• _The request_
Reproduce the records below in full and word for word, excluding pictures.

---------- Provided entries ----------

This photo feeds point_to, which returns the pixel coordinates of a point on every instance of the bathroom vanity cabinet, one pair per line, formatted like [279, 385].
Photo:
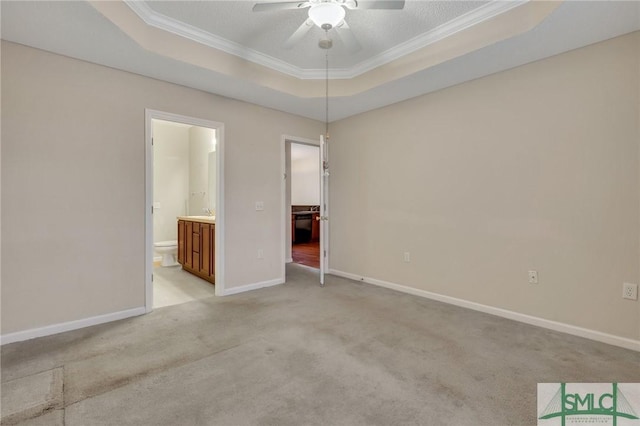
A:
[196, 246]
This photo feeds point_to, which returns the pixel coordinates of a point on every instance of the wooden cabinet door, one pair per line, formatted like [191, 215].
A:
[188, 236]
[205, 251]
[181, 242]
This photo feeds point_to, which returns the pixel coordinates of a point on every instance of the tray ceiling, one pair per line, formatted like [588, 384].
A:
[224, 48]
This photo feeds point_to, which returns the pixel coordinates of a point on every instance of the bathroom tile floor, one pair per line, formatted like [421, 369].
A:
[173, 286]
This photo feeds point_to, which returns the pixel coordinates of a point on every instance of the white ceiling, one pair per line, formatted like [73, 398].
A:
[82, 30]
[266, 32]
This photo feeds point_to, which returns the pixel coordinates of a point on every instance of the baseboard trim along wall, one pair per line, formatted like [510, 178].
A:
[254, 286]
[504, 313]
[48, 330]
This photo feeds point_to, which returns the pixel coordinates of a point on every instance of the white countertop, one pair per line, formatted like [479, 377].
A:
[204, 219]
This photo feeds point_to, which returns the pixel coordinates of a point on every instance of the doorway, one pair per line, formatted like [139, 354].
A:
[184, 178]
[302, 201]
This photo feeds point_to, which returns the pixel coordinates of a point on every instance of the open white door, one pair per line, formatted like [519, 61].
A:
[324, 212]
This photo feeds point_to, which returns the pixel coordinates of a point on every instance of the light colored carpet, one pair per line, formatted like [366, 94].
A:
[299, 354]
[172, 286]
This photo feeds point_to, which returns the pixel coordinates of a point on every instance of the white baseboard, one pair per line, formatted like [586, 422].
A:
[48, 330]
[504, 313]
[254, 286]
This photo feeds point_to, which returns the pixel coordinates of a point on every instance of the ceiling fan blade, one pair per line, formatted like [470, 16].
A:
[283, 5]
[375, 4]
[298, 34]
[346, 35]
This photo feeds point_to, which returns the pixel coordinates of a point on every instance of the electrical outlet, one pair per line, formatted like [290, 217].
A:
[630, 291]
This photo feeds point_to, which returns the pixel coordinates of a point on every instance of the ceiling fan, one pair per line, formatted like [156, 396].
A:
[328, 14]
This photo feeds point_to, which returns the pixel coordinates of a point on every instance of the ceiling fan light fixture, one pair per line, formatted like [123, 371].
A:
[326, 14]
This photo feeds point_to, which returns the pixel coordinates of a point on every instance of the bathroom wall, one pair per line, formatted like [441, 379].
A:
[305, 174]
[170, 177]
[201, 143]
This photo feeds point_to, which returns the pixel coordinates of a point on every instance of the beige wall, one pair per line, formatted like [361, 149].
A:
[535, 168]
[170, 178]
[305, 175]
[200, 145]
[73, 186]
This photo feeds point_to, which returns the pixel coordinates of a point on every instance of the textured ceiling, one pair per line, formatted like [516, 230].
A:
[266, 32]
[82, 30]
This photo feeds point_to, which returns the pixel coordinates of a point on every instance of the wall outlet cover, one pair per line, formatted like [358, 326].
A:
[630, 291]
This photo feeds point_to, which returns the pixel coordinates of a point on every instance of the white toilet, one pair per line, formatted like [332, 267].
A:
[168, 250]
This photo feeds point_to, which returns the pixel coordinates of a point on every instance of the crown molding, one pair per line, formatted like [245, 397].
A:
[160, 21]
[461, 23]
[174, 26]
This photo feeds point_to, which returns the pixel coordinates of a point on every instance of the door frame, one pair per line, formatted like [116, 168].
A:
[286, 208]
[151, 115]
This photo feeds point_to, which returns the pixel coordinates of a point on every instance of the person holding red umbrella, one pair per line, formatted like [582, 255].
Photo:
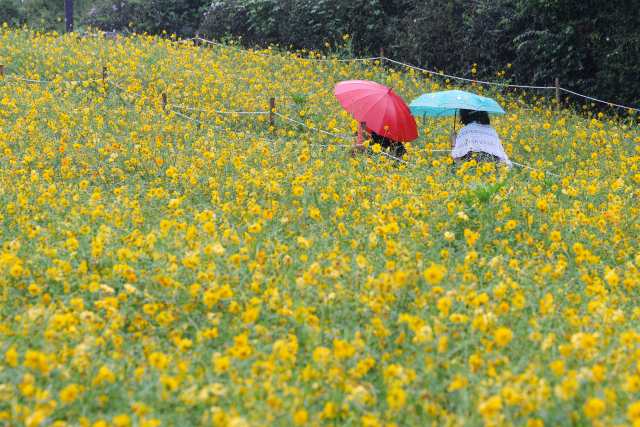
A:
[387, 116]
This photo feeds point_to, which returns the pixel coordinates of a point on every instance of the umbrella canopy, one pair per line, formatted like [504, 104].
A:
[385, 111]
[448, 103]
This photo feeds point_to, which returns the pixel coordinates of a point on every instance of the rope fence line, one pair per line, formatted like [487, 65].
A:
[309, 127]
[364, 59]
[430, 73]
[465, 79]
[264, 112]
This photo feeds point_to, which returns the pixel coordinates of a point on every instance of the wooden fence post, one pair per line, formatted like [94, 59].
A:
[360, 139]
[68, 15]
[272, 106]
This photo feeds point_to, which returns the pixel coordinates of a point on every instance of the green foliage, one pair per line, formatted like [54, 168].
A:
[181, 18]
[593, 47]
[43, 15]
[10, 13]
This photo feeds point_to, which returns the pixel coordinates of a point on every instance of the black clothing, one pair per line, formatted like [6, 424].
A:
[396, 149]
[480, 156]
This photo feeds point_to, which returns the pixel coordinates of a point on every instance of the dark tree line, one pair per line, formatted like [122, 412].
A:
[593, 46]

----------

• _Finished exercise_
This photo feeds point_to, which returns the pixel coordinates of a point on every instance of the bathroom vanity cabinet, one pair per line, formatted like [279, 385].
Photo:
A:
[196, 246]
This photo feeds point_to, which returns the pixel coordinates of a point on every instance of the wooden cabinet door, one pair per line, formatted like [191, 215].
A:
[188, 236]
[205, 251]
[181, 242]
This photo feeds point_to, which returns the pixel coordinates of a point on every instance of the tray ceiling, one pair per line, formatted like [588, 384].
A:
[224, 48]
This photo feeds point_to, which returns the pixel coordinates of a point on every instance of the bathroom tile floor, one pair per line, formatted like [421, 369].
A:
[173, 286]
This photo feeds point_to, which returns the pixel coordinates of a point on every instance of the white ceiling, one pair per line, formatted like [73, 398].
A:
[82, 30]
[266, 32]
This photo feeds point_to, which returns the pixel coordinates of a point on every instance of the baseboard trim along wall, one pair per line, formatted like [510, 178].
A:
[254, 286]
[504, 313]
[48, 330]
This photo feeds point_to, which returns the pixel coordinates of a point on every instance of the white countertop, one pair per line, formatted like [479, 377].
A:
[204, 219]
This photo feeds point_to, which returns the pixel coordinates of a point on every instance of the doorway, one pair per line, formatted like [139, 354].
A:
[184, 178]
[302, 201]
This photo feeds point_to, which returns the pixel coordinates of a point on every instance of the open white door, one pair per line, formatted like [519, 61].
A:
[324, 212]
This photo feeds point_to, which returns the pixel coordinates of a point on every instance of the light colored carpet, one pair per line, formatted like [366, 94].
A:
[299, 354]
[172, 286]
This photo feeds point_to, which returns the pixel coordinates of a point on every instance of the white baseboard, one pair per line, formatted like [586, 422].
A:
[48, 330]
[504, 313]
[254, 286]
This photo feeds point_to, which returns the pixel coordinates of a point on every instance of the ceiling fan blade, one pair per line, formatted like [470, 16].
A:
[283, 5]
[375, 4]
[298, 34]
[346, 35]
This photo feeds point_to, which returns the pixel coordinates of a point on every instance of the electrical outlet, one pair per line, formatted like [290, 217].
A:
[630, 291]
This photo feeds point_to, which returns the pixel coordinates of a point on every instance of the ceiling fan, one pair per line, formatted like [156, 396].
A:
[328, 14]
This photo feeds point_to, which returns the pixel coordinates of a point on every instance of the ceiling fan light fixture, one pair per line, formatted like [123, 371].
A:
[326, 14]
This photo feeds point_to, which returns the pixel coordinates of a point on every instance of the bathroom wall, one pair per line, formatted like [441, 379].
A:
[305, 174]
[170, 177]
[201, 143]
This photo feeds point_to, which returns the pixel coordinates of a point on every instance of the beige wall, one pair per line, formatted like [361, 149].
A:
[535, 168]
[170, 178]
[305, 175]
[200, 145]
[73, 186]
This photo feeds point_to, which returns the pixel coordinates of a point on every instance of the textured ceiling, one pair per line, formatted like [516, 230].
A:
[266, 32]
[82, 30]
This photo feeds point_to, which returns the pixel coordinates of a point on every instance of the wall outlet cover, one pair per line, formatted like [358, 326].
A:
[630, 291]
This photo feeds point_to, which returns the pixel coordinates of a point on every instance of the white toilet, one pair per line, formatted like [332, 267].
A:
[168, 250]
This photo feeds point_to, which returns the pixel coordinates of a point on every instance of the crown molding, one pair per line, formatted like [245, 397].
A:
[160, 21]
[461, 23]
[174, 26]
This photo feeds point_to, which returns the pixel coordinates of a point on every instance of the door frame, one pair per line, formatted like [116, 168].
A:
[286, 208]
[151, 115]
This photo feeds point_to, which returns the pixel coordinates of a point on every instance of the person holding red umbrella, one pair per line, formatted like [582, 255].
Photo:
A:
[387, 116]
This photo feeds point_to, which returns the pixel coordinates of a point on every instance of the umbrella canopy, one pair per line, formatted like [504, 104].
A:
[385, 111]
[448, 103]
This photo feeds point_to, which returns the pixel coordinates of a point on every instance of the rope fence line, one pair per line, formatted like [487, 65].
A:
[309, 127]
[364, 59]
[430, 73]
[465, 79]
[264, 112]
This photo feeds point_to, which returns the pixel coordinates of a point on every instance of the wooden fence post, one pair per line, formatted like [94, 59].
A:
[360, 139]
[68, 15]
[272, 106]
This photo feeds point_to, which returns the pixel coordinates of a point on every instance of the green foliage, one pair per line, formatted like [54, 168].
A:
[181, 18]
[593, 47]
[43, 15]
[10, 13]
This photo feeds point_to, which returns the pixel coordinates of a point on every instance of the black clothing, one pair per line, formatted like [6, 424].
A:
[396, 149]
[480, 156]
This photo feeds point_to, which returns the pixel coordinates of a point on every instance of the dark tree line, one pair per line, formatted like [122, 412].
A:
[593, 46]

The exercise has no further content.